## Task statement
Set down each entry below exactly as written, keeping the pictures out.
== == ==
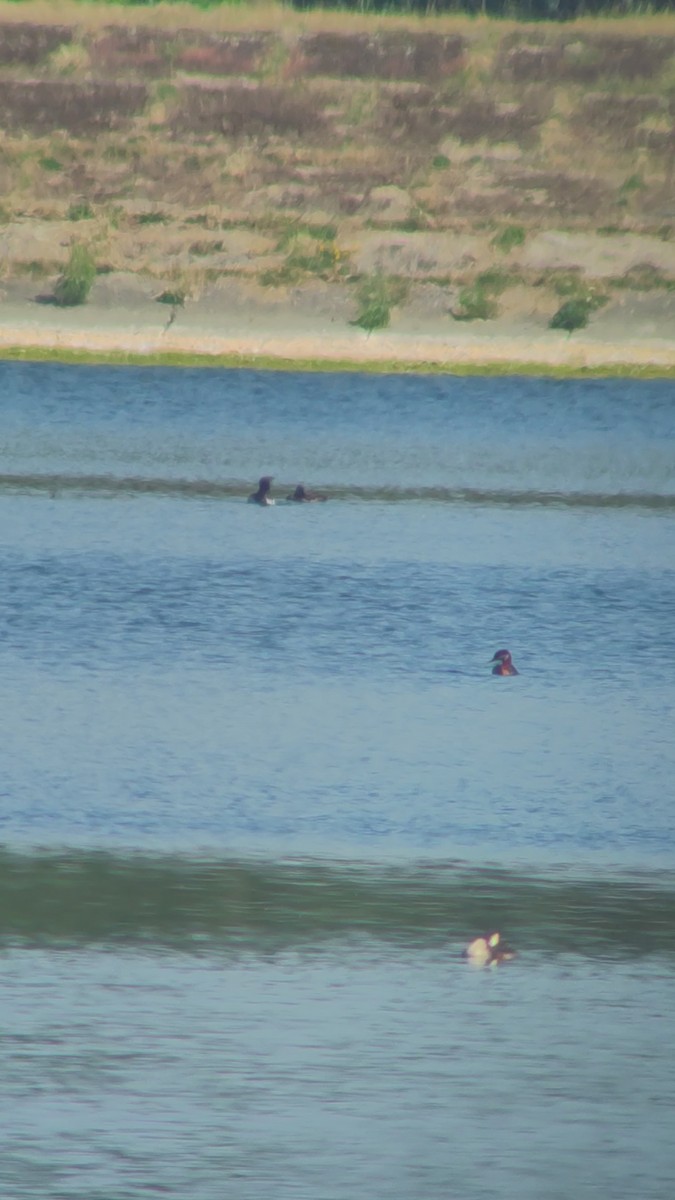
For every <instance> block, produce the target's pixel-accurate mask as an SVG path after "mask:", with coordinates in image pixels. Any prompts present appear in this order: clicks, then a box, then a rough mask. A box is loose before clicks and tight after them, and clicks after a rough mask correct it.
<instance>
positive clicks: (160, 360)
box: [0, 346, 675, 379]
mask: <svg viewBox="0 0 675 1200" xmlns="http://www.w3.org/2000/svg"><path fill="white" fill-rule="evenodd" d="M0 360H4V361H8V362H96V364H103V362H107V364H114V365H123V366H124V365H130V366H131V365H132V366H167V367H203V368H209V367H210V368H213V370H222V368H223V367H227V368H231V370H250V368H255V370H256V371H312V372H315V373H323V372H334V371H341V372H345V371H358V372H359V374H420V376H425V374H452V376H490V377H496V376H533V377H542V376H545V377H548V378H556V379H620V378H622V379H675V367H664V366H653V365H646V366H645V365H637V364H611V365H609V366H604V367H603V366H597V367H585V366H560V365H556V366H552V365H548V364H546V365H542V364H540V362H486V364H485V362H483V364H480V362H400V361H399V360H398V359H390V360H386V359H383V360H377V361H369V362H354V361H352V360H351V359H279V358H274V356H273V355H257V354H213V355H211V354H181V353H179V352H175V353H163V354H132V353H130V352H129V350H108V352H107V353H103V352H101V350H68V349H64V348H62V347H59V348H55V347H47V348H44V347H30V348H26V347H25V346H2V347H0Z"/></svg>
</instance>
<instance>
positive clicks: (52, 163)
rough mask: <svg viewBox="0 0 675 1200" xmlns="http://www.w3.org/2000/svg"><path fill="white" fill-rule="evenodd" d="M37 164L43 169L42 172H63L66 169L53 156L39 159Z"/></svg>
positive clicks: (63, 166) (42, 157)
mask: <svg viewBox="0 0 675 1200" xmlns="http://www.w3.org/2000/svg"><path fill="white" fill-rule="evenodd" d="M37 162H38V164H40V166H41V167H42V170H62V169H64V164H62V162H59V160H58V158H54V157H53V155H44V156H43V157H42V158H38V160H37Z"/></svg>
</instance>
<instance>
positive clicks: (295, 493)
mask: <svg viewBox="0 0 675 1200" xmlns="http://www.w3.org/2000/svg"><path fill="white" fill-rule="evenodd" d="M286 499H287V500H295V503H297V504H311V503H312V500H324V499H325V496H319V494H318V492H309V491H307V488H306V487H305V486H304V484H298V486H297V488H295V491H294V492H291V494H289V496H287V497H286Z"/></svg>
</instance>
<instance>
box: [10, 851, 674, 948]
mask: <svg viewBox="0 0 675 1200" xmlns="http://www.w3.org/2000/svg"><path fill="white" fill-rule="evenodd" d="M494 928H500V929H501V930H502V931H503V932H504V934H506V935H507V936H508V940H509V941H510V942H513V944H514V946H516V947H518V949H519V950H520V952H524V953H527V952H533V953H537V954H538V955H542V954H545V955H557V954H569V953H575V954H581V955H584V956H587V958H609V959H616V960H619V959H632V958H640V956H644V955H647V954H668V955H673V954H675V874H674V872H669V871H657V872H653V871H652V872H649V874H647V872H633V874H631V875H621V876H619V875H616V874H614V875H613V874H609V872H608V874H599V875H598V874H595V875H593V876H592V877H591V876H590V875H579V874H578V872H575V871H574V870H573V869H572V868H563V866H560V868H554V869H546V870H539V871H537V870H534V871H532V870H528V871H525V870H522V869H520V870H509V869H504V868H498V866H496V865H484V866H476V865H470V864H467V863H462V862H447V860H446V862H440V863H431V862H425V863H423V864H420V863H418V864H416V865H412V866H411V865H406V866H400V865H381V864H378V865H375V864H363V863H362V864H354V863H348V862H330V860H324V859H293V860H287V862H281V863H279V862H267V860H259V859H245V858H223V859H209V858H190V857H183V856H177V854H171V856H150V854H141V853H126V854H125V853H109V852H102V851H61V852H32V853H29V852H25V853H20V852H13V851H8V850H5V851H2V852H0V946H5V947H8V946H18V947H44V946H59V947H86V946H126V947H138V948H159V949H172V950H178V952H184V953H204V952H221V953H228V954H232V953H234V954H237V953H247V954H269V953H277V952H285V950H303V949H310V948H316V947H318V946H325V944H327V943H330V942H335V941H344V940H352V938H354V937H360V938H369V940H375V941H382V942H388V943H394V944H400V946H401V947H407V948H428V949H434V948H436V947H437V948H443V947H446V946H449V947H450V952H452V953H454V950H456V949H459V947H460V946H461V944H462V943H464V942H465V941H466V940H467V937H470V936H472V935H476V934H478V932H483V931H485V930H489V929H494Z"/></svg>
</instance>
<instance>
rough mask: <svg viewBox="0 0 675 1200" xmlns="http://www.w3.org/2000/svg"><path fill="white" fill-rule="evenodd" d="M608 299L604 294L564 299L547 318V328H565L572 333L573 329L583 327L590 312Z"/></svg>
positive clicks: (568, 332) (607, 300)
mask: <svg viewBox="0 0 675 1200" xmlns="http://www.w3.org/2000/svg"><path fill="white" fill-rule="evenodd" d="M608 299H609V296H605V295H599V294H595V295H590V294H589V295H585V296H573V298H572V299H571V300H566V301H565V304H562V305H561V306H560V308H558V310H557V312H555V313H554V316H552V317H551V319H550V320H549V329H565V330H567V332H568V334H573V332H574V330H575V329H584V328H585V326H586V325H587V324H589V319H590V317H591V314H592V313H593V312H596V310H597V308H602V306H603V305H604V304H607V301H608Z"/></svg>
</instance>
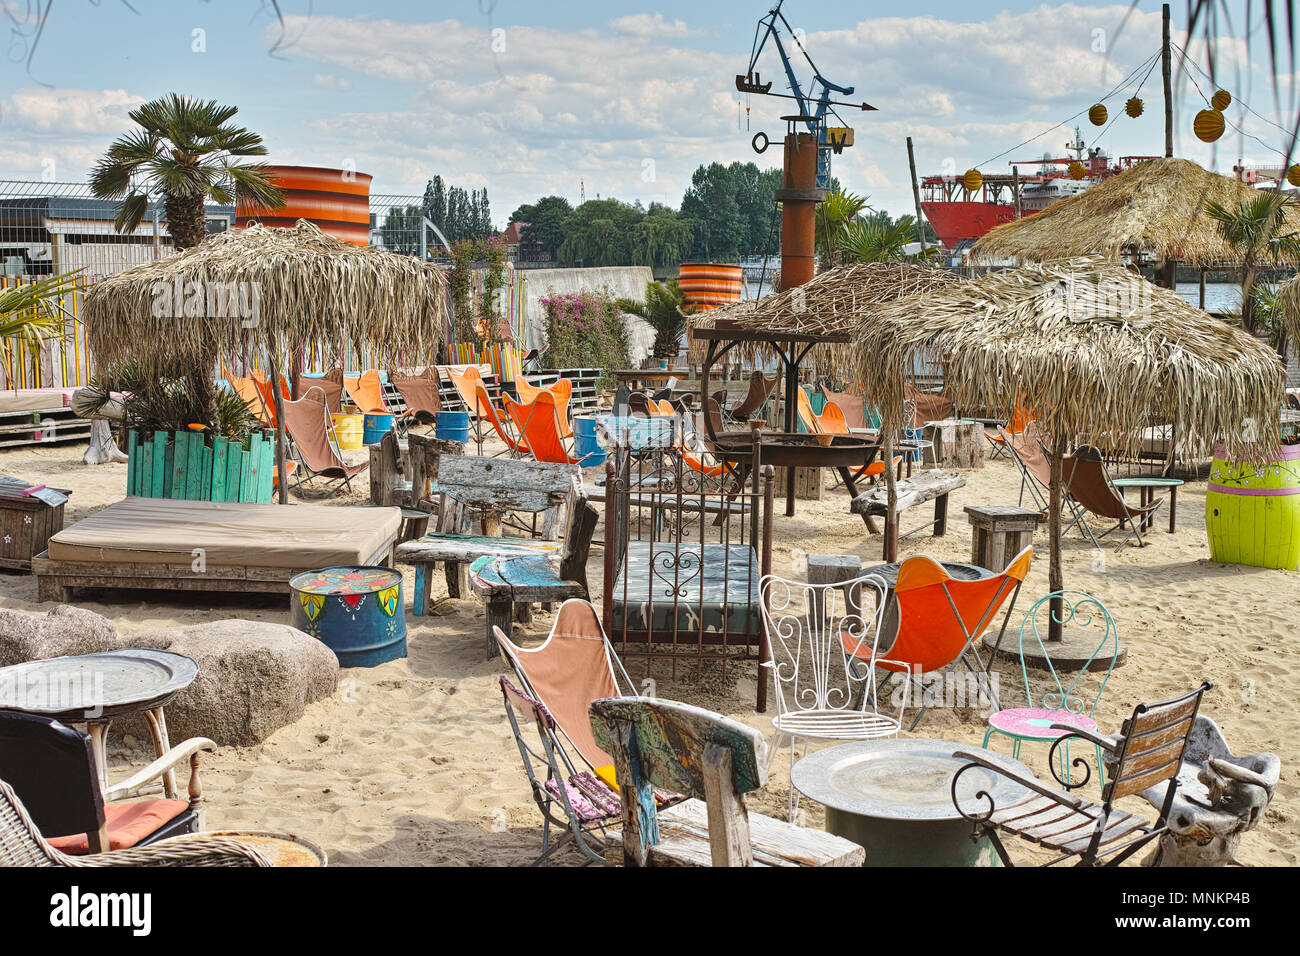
== == ==
## Response area
For every <instance> block, produce the target's pixel-accurate mask as an SVG path after "mask:", with coordinates in image pixels. Any prompts present appear in this order: clicks, then a box, then a rough mask. A box is loose before clicks and tight after them, and clicks after a rough mask correct it.
<instance>
positive clicks: (160, 360)
box: [0, 346, 675, 379]
mask: <svg viewBox="0 0 675 1200" xmlns="http://www.w3.org/2000/svg"><path fill="white" fill-rule="evenodd" d="M0 360H4V361H8V362H96V364H103V362H107V364H114V365H123V366H124V365H130V366H131V365H132V366H167V367H203V368H209V367H210V368H213V370H222V368H223V367H227V368H231V370H250V368H255V370H256V371H312V372H315V373H323V372H334V371H341V372H345V371H358V372H359V374H420V376H425V374H452V376H490V377H496V376H533V377H542V376H545V377H548V378H556V379H620V378H622V379H675V367H664V366H653V365H646V366H645V365H637V364H611V365H609V366H604V367H603V366H597V367H585V366H560V365H556V366H552V365H548V364H546V365H542V364H540V362H486V364H485V362H483V364H480V362H400V361H399V360H398V359H390V360H386V359H383V360H377V361H369V362H354V361H352V360H351V359H279V358H274V356H273V355H257V354H213V355H211V354H181V353H179V352H175V353H163V354H132V353H130V352H129V350H108V352H107V353H103V352H101V350H68V349H64V348H62V347H59V348H55V347H47V348H44V347H30V348H26V347H25V346H2V347H0Z"/></svg>
</instance>
<instance>
positive clicks: (52, 163)
rough mask: <svg viewBox="0 0 675 1200" xmlns="http://www.w3.org/2000/svg"><path fill="white" fill-rule="evenodd" d="M37 164L43 169L42 172H63L66 169L53 156L39 159Z"/></svg>
positive clicks: (63, 166) (42, 157)
mask: <svg viewBox="0 0 675 1200" xmlns="http://www.w3.org/2000/svg"><path fill="white" fill-rule="evenodd" d="M37 162H38V164H40V166H41V167H42V170H62V169H64V164H62V162H59V160H58V158H54V157H53V155H44V156H43V157H42V158H38V160H37Z"/></svg>
</instance>
<instance>
positive clicks: (295, 493)
mask: <svg viewBox="0 0 675 1200" xmlns="http://www.w3.org/2000/svg"><path fill="white" fill-rule="evenodd" d="M286 499H287V500H295V503H297V504H311V503H312V500H324V499H325V496H319V494H318V492H309V491H307V488H306V487H305V486H304V484H298V486H297V488H295V491H294V492H291V494H289V496H287V497H286Z"/></svg>
</instance>
<instance>
box: [10, 851, 674, 948]
mask: <svg viewBox="0 0 675 1200" xmlns="http://www.w3.org/2000/svg"><path fill="white" fill-rule="evenodd" d="M494 928H500V929H501V930H502V931H503V932H504V934H506V935H507V936H508V940H509V941H510V942H513V944H514V946H516V947H518V949H519V950H520V952H524V953H527V952H533V953H537V954H538V955H542V954H545V955H557V954H569V953H575V954H581V955H584V956H587V958H609V959H616V960H619V959H632V958H640V956H644V955H647V954H668V955H673V954H675V874H674V872H669V871H657V872H653V871H652V872H649V874H647V872H633V874H631V875H621V876H619V875H616V874H614V875H613V874H609V872H608V874H599V875H598V874H595V875H593V876H592V877H591V876H590V875H579V874H578V872H575V871H574V870H573V869H572V868H563V866H560V868H554V869H546V870H539V871H537V870H534V871H532V870H528V871H525V870H522V869H520V870H509V869H504V868H498V866H496V865H484V866H476V865H470V864H467V863H462V862H447V860H446V862H440V863H431V862H425V863H423V864H420V863H418V864H416V865H412V866H411V865H406V866H400V865H381V864H378V865H375V864H363V863H362V864H354V863H348V862H330V860H324V859H293V860H287V862H281V863H279V862H267V860H259V859H245V858H223V859H209V858H190V857H183V856H177V854H171V856H150V854H141V853H126V854H125V853H109V852H102V851H61V852H32V853H29V852H25V853H20V852H13V851H8V850H5V851H2V852H0V946H5V947H8V946H18V947H44V946H59V947H86V946H126V947H138V948H159V949H172V950H178V952H184V953H204V952H221V953H228V954H232V953H234V954H237V953H247V954H269V953H277V952H285V950H303V949H310V948H316V947H318V946H325V944H327V943H330V942H335V941H344V940H352V938H354V937H360V938H369V940H375V941H382V942H388V943H394V944H400V946H401V947H407V948H428V949H434V948H436V947H437V948H443V947H446V946H449V947H450V952H452V953H454V950H456V949H459V947H460V946H461V944H462V943H464V942H465V941H466V940H467V937H470V936H472V935H476V934H478V932H483V931H485V930H489V929H494Z"/></svg>
</instance>
<instance>
rough mask: <svg viewBox="0 0 675 1200" xmlns="http://www.w3.org/2000/svg"><path fill="white" fill-rule="evenodd" d="M608 299L604 294L564 299L547 318V328H565L572 333L573 329L583 327L590 312Z"/></svg>
positive clicks: (568, 332) (607, 300)
mask: <svg viewBox="0 0 675 1200" xmlns="http://www.w3.org/2000/svg"><path fill="white" fill-rule="evenodd" d="M608 299H609V296H605V295H599V294H595V295H590V294H589V295H585V296H573V298H572V299H571V300H566V301H565V304H562V305H561V306H560V308H558V310H557V312H555V313H554V316H552V317H551V319H550V320H549V329H565V330H567V332H568V334H573V332H574V330H575V329H584V328H585V326H586V325H587V324H589V319H590V317H591V314H592V313H593V312H596V310H597V308H602V306H603V305H604V304H607V301H608Z"/></svg>
</instance>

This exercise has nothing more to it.